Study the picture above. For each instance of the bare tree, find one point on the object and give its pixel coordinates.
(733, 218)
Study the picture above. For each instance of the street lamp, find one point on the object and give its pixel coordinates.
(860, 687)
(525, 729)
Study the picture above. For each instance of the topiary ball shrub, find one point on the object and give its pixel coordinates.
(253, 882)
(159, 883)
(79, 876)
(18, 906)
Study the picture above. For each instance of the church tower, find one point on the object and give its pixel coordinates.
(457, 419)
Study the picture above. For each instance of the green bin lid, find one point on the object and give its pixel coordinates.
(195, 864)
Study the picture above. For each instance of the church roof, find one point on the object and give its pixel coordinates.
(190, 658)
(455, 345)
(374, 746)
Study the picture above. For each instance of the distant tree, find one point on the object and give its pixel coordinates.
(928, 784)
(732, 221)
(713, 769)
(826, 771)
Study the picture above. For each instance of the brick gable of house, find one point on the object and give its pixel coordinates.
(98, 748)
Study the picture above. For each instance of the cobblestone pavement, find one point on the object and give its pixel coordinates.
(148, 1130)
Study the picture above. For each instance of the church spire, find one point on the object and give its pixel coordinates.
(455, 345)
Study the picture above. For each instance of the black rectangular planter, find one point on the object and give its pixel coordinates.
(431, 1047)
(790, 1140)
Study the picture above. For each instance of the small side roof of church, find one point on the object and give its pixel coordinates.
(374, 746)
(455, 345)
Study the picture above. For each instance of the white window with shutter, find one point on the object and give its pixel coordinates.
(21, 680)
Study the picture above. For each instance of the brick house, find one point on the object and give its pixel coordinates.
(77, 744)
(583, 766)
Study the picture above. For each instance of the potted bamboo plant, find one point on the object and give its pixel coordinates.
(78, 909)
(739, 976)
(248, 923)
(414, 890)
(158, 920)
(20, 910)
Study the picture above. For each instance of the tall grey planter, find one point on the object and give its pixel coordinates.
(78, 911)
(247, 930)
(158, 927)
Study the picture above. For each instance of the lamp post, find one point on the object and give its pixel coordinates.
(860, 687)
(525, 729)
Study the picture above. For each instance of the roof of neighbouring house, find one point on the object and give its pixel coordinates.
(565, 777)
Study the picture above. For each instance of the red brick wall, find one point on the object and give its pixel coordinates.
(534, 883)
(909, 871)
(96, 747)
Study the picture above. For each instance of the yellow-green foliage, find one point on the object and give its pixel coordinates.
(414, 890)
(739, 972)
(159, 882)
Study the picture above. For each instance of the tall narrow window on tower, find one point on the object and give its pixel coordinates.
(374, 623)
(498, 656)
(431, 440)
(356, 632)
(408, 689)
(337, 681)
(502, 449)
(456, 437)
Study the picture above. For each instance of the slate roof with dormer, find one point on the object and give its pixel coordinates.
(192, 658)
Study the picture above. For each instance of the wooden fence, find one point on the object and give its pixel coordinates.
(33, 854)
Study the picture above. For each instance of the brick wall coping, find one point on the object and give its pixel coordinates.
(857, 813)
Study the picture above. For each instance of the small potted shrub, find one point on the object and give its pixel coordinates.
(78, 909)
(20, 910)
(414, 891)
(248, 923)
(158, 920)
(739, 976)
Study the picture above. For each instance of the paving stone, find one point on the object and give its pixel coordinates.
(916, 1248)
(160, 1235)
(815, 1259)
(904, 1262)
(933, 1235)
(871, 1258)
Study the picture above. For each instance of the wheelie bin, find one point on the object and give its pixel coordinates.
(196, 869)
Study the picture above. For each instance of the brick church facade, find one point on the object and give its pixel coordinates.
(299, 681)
━━━━━━
» Work to complete
Give all of the entries again, word for word.

» Answer to this exercise
Study the picture above. For each instance of the bare tree, find one point on the object and give its pixel coordinates.
(733, 218)
Study the picture above. For each instance of the street lamp, find one point on the object and give its pixel coordinates.
(860, 687)
(525, 729)
Study the picture above. For each instance of the topiary ball shrub, find one point on the object and give its pixel coordinates.
(253, 882)
(159, 883)
(79, 876)
(18, 906)
Study the picture above. For each instance of the church tower, find one point on the object and give its pixel coordinates.
(457, 419)
Study the picture above. For each instance of the green bin lid, find one point on the object and give its pixel coordinates.
(195, 864)
Study the picture above. For each instance of the church roof, find one point on the object and give its pixel coordinates.
(190, 658)
(455, 345)
(374, 746)
Study the picture above. For each instance of the distant tree, find one point on the object and give its pixel coordinates.
(928, 784)
(732, 221)
(713, 769)
(826, 771)
Study the picture above. For each instance of the brick gable of house, find one point on the object and give its pixel coordinates.
(98, 748)
Study the picture above. For each instance of the cobblestone pavement, find one point on the object and give its pixel coordinates.
(148, 1130)
Study the picture above. For each instance of the church spire, find one point on the object and give its pixel coordinates.
(455, 345)
Study the picture above. For each instance of the black rectangular planter, find one point on the object and give its pixel coordinates.
(431, 1047)
(790, 1140)
Study the picture above. For each instance of the small side roof of church, find one point on the object and give its pixel coordinates.
(374, 746)
(455, 345)
Study the picture above. For each instance of the white window with shutter, find one point on the object and give its pixel coordinates.
(21, 680)
Study the picture above. For each instance of the brick house, find one point on the object and give its pixel coordinates.
(77, 744)
(583, 766)
Study the picture above. For each instance of the potted bamboo plant, find one point on the object and give its pixel coordinates.
(78, 909)
(739, 976)
(248, 923)
(414, 890)
(158, 920)
(20, 910)
Study the picture above. For each instance of the tall grey planter, find one point on the object and give its pixel coordinates.
(78, 911)
(247, 930)
(158, 927)
Study the picture above. For each instance of the lamp post, find one point on the object and give its pixel coordinates.
(860, 687)
(525, 729)
Study the picture above. For each instance of the roof of neighbouring house, find one point on the object and give its pixel coordinates.
(565, 777)
Study the picture above. For each instance of the red brick wall, find one point on the object and give its pixel coordinates.
(534, 883)
(909, 871)
(96, 747)
Study the picture above. For each instance of the yellow-green foliage, find one point on the object and give its pixel coordinates.
(414, 890)
(739, 972)
(159, 882)
Study the picture above. For each instance of the tall narrow window on tower, find one point on the object and give its pixel coordinates.
(374, 623)
(498, 656)
(431, 440)
(356, 632)
(408, 689)
(337, 681)
(502, 449)
(456, 437)
Study the picture above. For each instance of the slate roof with dormer, find one point on the object and give its pixel coordinates.
(192, 658)
Study the picture above. For each instance of the wooden fence, find one point on the object and give its pixel coordinates.
(33, 854)
Study the picture above. For each instance of the brick wall coping, find one point on the object and give its pixel coordinates.
(857, 813)
Study the picture above. For each instance of the small potted shrub, find one point on the object and give its pixel coordinates.
(78, 909)
(20, 910)
(414, 891)
(248, 923)
(158, 920)
(739, 976)
Study the picture above. For each instance of the paving stone, find one point on the object and give its pixel coordinates.
(916, 1248)
(160, 1235)
(815, 1259)
(904, 1262)
(933, 1235)
(871, 1258)
Study the picture above. For each instance of the wheelie bin, find one point on the object and give its pixel coordinates.
(196, 869)
Study the picture above. For each instance of the brick church facade, find one point on the object and give its pixel coordinates.
(299, 681)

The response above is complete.